(Entries from a dataset)
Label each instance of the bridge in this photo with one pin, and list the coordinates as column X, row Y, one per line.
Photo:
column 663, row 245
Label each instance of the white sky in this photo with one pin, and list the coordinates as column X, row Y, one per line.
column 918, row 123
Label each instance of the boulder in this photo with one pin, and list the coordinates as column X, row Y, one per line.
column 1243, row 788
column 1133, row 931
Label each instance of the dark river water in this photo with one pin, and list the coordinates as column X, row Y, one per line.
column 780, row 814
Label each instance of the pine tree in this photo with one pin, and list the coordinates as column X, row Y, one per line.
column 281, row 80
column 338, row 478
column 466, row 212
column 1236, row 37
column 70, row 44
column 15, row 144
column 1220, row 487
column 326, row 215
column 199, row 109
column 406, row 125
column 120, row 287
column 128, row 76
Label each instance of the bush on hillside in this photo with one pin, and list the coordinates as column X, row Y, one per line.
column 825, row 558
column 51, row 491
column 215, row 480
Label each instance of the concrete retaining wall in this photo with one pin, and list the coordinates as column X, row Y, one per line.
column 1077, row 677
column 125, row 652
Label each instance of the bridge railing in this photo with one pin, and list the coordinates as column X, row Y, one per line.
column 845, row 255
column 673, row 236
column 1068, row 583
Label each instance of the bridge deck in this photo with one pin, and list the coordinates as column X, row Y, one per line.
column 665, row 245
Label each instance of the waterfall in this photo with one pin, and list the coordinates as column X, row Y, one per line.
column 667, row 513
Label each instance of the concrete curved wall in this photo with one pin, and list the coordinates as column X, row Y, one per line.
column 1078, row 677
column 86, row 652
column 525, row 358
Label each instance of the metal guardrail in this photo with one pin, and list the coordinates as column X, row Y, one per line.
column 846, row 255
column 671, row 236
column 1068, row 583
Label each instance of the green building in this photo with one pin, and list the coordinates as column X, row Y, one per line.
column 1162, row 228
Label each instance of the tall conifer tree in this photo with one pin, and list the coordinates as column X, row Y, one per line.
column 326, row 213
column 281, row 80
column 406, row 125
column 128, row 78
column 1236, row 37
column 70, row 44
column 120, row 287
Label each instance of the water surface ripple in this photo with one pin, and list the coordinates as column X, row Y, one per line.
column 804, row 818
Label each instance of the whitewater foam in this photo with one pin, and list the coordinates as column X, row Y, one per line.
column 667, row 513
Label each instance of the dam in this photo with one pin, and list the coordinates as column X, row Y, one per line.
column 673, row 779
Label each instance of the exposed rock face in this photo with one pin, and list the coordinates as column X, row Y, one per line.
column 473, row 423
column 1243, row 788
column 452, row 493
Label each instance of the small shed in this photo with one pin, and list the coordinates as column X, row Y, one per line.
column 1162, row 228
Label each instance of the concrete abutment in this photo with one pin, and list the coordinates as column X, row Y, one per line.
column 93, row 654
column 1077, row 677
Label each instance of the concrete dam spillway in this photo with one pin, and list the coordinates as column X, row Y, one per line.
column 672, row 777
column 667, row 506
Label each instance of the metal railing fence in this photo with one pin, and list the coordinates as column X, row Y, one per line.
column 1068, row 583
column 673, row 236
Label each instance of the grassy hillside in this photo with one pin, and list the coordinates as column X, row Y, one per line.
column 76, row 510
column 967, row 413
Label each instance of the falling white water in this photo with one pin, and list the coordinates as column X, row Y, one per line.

# Task description
Rewrite the listing above with "instance" renamed to "occurrence" wherever it appears, leaving every other word as it is.

# Answer to this task
Label each occurrence of the bridge in this photo with one pin, and list the coordinates as column X, row Y, one per line.
Photo:
column 663, row 245
Label each occurrence of the white sky in this photo with one pin, and list the coordinates as column X, row Y, one per line.
column 918, row 123
Label each occurrence of the boulder in this photo with one pin, and list the coordinates as column X, row Y, one per line.
column 1243, row 788
column 1133, row 931
Label each occurrence of the dark river water in this photo with one pin, and list the coordinates as column X, row Y, one per line.
column 780, row 814
Label each occurrence of the pine tree in this photo with one pin, and list the coordinates as column X, row Y, one per line.
column 281, row 80
column 338, row 478
column 466, row 212
column 1236, row 37
column 70, row 44
column 15, row 144
column 1220, row 487
column 326, row 215
column 199, row 109
column 406, row 125
column 120, row 287
column 128, row 76
Label each occurrence of the bush on hillside in this photo with one pin, and list the coordinates as column X, row Y, one per line.
column 825, row 558
column 51, row 491
column 215, row 480
Label each occurrence of the concrete retaining wall in this photo with one pin, and list the coordinates as column X, row Y, one per line.
column 1077, row 677
column 125, row 652
Label each occurrence of the bridge railing in this photo with one pin, and list the coordinates as column X, row Y, one per line.
column 845, row 255
column 673, row 236
column 1068, row 583
Label each occurrence of the bridge deck in this photo with one pin, and list the coordinates as column X, row Y, one per line.
column 665, row 245
Label each occurrence of the waterfall in this photo with one pin, and list the coordinates as column X, row Y, one per line.
column 667, row 513
Label each occurrence of the concrete curved wall in this photo with one pin, and list the coordinates as column X, row Y, one per line.
column 1078, row 677
column 86, row 652
column 525, row 358
Label each occurrence of the metal guardrail in this photo with one pin, and list the coordinates as column X, row Y, one per line.
column 846, row 255
column 671, row 236
column 1068, row 583
Label each occurrence of the green building in this photo with one pin, and list the coordinates as column X, row Y, one per line.
column 1162, row 228
Label each occurrence of the tall conifer tree in this photo with one pin, and list the coordinates as column X, row Y, one per line.
column 326, row 213
column 281, row 80
column 406, row 125
column 128, row 78
column 1236, row 37
column 70, row 44
column 120, row 287
Label each occurrence of the water surface ripple in this photo with one pin, and list the coordinates as column X, row Y, one per line.
column 804, row 818
Label each occurrence of the whitewater foam in this photo with one pin, and list the coordinates as column X, row Y, one per line.
column 667, row 513
Label each occurrence of the dam in this photo with one pin, and list the coordinates as column X, row Y, one per line.
column 673, row 779
Label each occurrence of the exposed rock face in this photo with one pin, and list the coordinates as column X, row Y, one per line.
column 473, row 423
column 1243, row 788
column 452, row 493
Label each occurrence of the small shed in this photo with one pin, and list the coordinates as column X, row Y, one per line.
column 1162, row 228
Label each occurrence of the concrete abutment in this photo with one pin, and list the coordinates as column X, row Y, one per line.
column 93, row 654
column 1077, row 677
Label each occurrence of the concrete dam spillway in this photo with one pin, and list the coordinates as column X, row Y, one per line.
column 672, row 777
column 667, row 506
Label each occurrence of the metal railing fence in this photo with one pin, and list the coordinates as column X, row Y, one per line.
column 1068, row 583
column 673, row 236
Label each occurrence of the grassy hillside in this photo with one pin, and list the coordinates as column X, row Y, one per line.
column 76, row 510
column 967, row 413
Label each occurrence of the falling white water in this photo with one pin, and list the coordinates as column X, row Y, one per line.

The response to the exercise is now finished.